Mutyala Muggu () is a 1975 Indian Telugu-language drama film adaptation of Uttara Ramayana from the writer-director duo of Ramana and Bapu. The film stars Sangeeta, Sreedhar, Kanta Rao, Rao Gopal Rao, Mukkamala, Allu Ramalingaiah and Nutan Prasad. The film has garnered two National Film Awards. The film recorded as blockbuster at the box office. Rao Gopal Rao received widespread acclaim for his role. The film was remade in Hindi as Jeevan Jyoti (1976).

Plot
Raja Rao Bahadur (Kanta Rao) is the head of a wealthy and charitable landlord family who has a young son Sreedhar. At his son's request, Rao helps his college friend (Hari) with the costs of higher education abroad. Hari is grateful and invites Sreedhar to his sister Laxmi's (Sangeeta) wedding in the village. Due to unusual circumstances, Sreedhar ends up marrying Lakshmi. This enrages Mukkamala who is the Raja's brother-in-law, who was hopeful of getting his daughter (Jaya Malini) married to Sreedhar.
■ ■ ■
▶ **THE TASKS**:
#1 According to the Mutyala Muggu article, under what title was the film remade in Hindi?
#2 Condense the paragraph of the Mutyala Muggu article that begins "Mutyala Muggu" into a bulleted list of its main facts.
#3 Extend the Mutyala Muggu article by continuing its plot summary after the last sentence shown.
■ ■ ■
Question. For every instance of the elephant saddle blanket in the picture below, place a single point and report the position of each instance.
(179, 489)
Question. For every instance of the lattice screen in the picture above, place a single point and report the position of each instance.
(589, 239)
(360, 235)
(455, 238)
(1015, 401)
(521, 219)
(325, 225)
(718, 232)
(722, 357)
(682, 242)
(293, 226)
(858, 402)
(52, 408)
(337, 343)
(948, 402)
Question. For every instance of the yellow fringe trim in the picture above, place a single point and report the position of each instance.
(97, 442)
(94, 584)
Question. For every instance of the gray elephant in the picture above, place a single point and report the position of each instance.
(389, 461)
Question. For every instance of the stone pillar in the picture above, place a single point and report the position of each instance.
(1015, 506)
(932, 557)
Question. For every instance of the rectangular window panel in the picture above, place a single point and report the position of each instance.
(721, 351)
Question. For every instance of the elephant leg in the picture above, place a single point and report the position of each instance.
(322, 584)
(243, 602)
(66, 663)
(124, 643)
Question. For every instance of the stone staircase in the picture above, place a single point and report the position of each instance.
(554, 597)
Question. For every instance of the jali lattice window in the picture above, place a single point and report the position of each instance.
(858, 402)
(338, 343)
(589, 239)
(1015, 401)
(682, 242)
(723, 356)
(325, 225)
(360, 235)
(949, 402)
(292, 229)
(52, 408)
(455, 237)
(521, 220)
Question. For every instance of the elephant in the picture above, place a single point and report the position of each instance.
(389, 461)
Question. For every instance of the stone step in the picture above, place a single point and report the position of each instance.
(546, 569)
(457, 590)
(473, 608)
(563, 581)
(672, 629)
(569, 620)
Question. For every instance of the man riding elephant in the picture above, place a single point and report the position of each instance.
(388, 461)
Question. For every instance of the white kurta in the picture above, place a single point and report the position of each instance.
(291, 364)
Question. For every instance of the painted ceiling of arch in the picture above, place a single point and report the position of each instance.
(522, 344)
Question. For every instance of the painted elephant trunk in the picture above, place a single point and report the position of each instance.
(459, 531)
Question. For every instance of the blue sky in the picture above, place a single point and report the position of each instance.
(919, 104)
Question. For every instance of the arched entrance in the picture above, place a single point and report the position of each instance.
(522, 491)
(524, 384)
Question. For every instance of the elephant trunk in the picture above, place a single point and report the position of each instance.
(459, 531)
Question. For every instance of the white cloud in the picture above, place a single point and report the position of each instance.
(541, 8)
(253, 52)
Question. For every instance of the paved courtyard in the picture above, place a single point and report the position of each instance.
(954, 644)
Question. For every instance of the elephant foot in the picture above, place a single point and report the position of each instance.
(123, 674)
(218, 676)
■ ■ ■
▶ **THE ANSWERS**:
#1 Jeevan Jyoti (1976).

#2
- A 1975 Indian Telugu-language drama film adapting the Uttara Ramayana, from the writer-director duo Ramana and Bapu
- Stars Sangeeta, Sreedhar, Kanta Rao, Rao Gopal Rao, Mukkamala, Allu Ramalingaiah and Nutan Prasad
- Won two National Film Awards and was a box-office blockbuster
- Rao Gopal Rao was widely acclaimed for his role
- Remade in Hindi as Jeevan Jyoti (1976)

#3
What makes matters worse is that Laxmi wins over the royal household with her humility and good nature while Sreedhar falls in love with her innocence. She accidentally discovers a stash of the estate jewels in a well. Joginatham and Mukkamala try to implicate the Priest. Laxmi suggests that since they do not know conclusively as to who stole jewels, they should spare the Priest. Mukkamala, at the suggestion of the estate manager Joginatham (Allu Ramalingiah), then approaches Contractor (Rao Gopala Rao). Contractor agrees to break up the couple. But Contractor eyes the entire estate and its valuables and he entrap Mukkamala. He uses Kishtaiyya (Nutan Prasad) and creates suspicion in Sreedhar's mind with a sinister plan. Sreedhar falls prey to his doubts, comes to the conclusion that Laxmi is cheating on him and is only interested in his wealth.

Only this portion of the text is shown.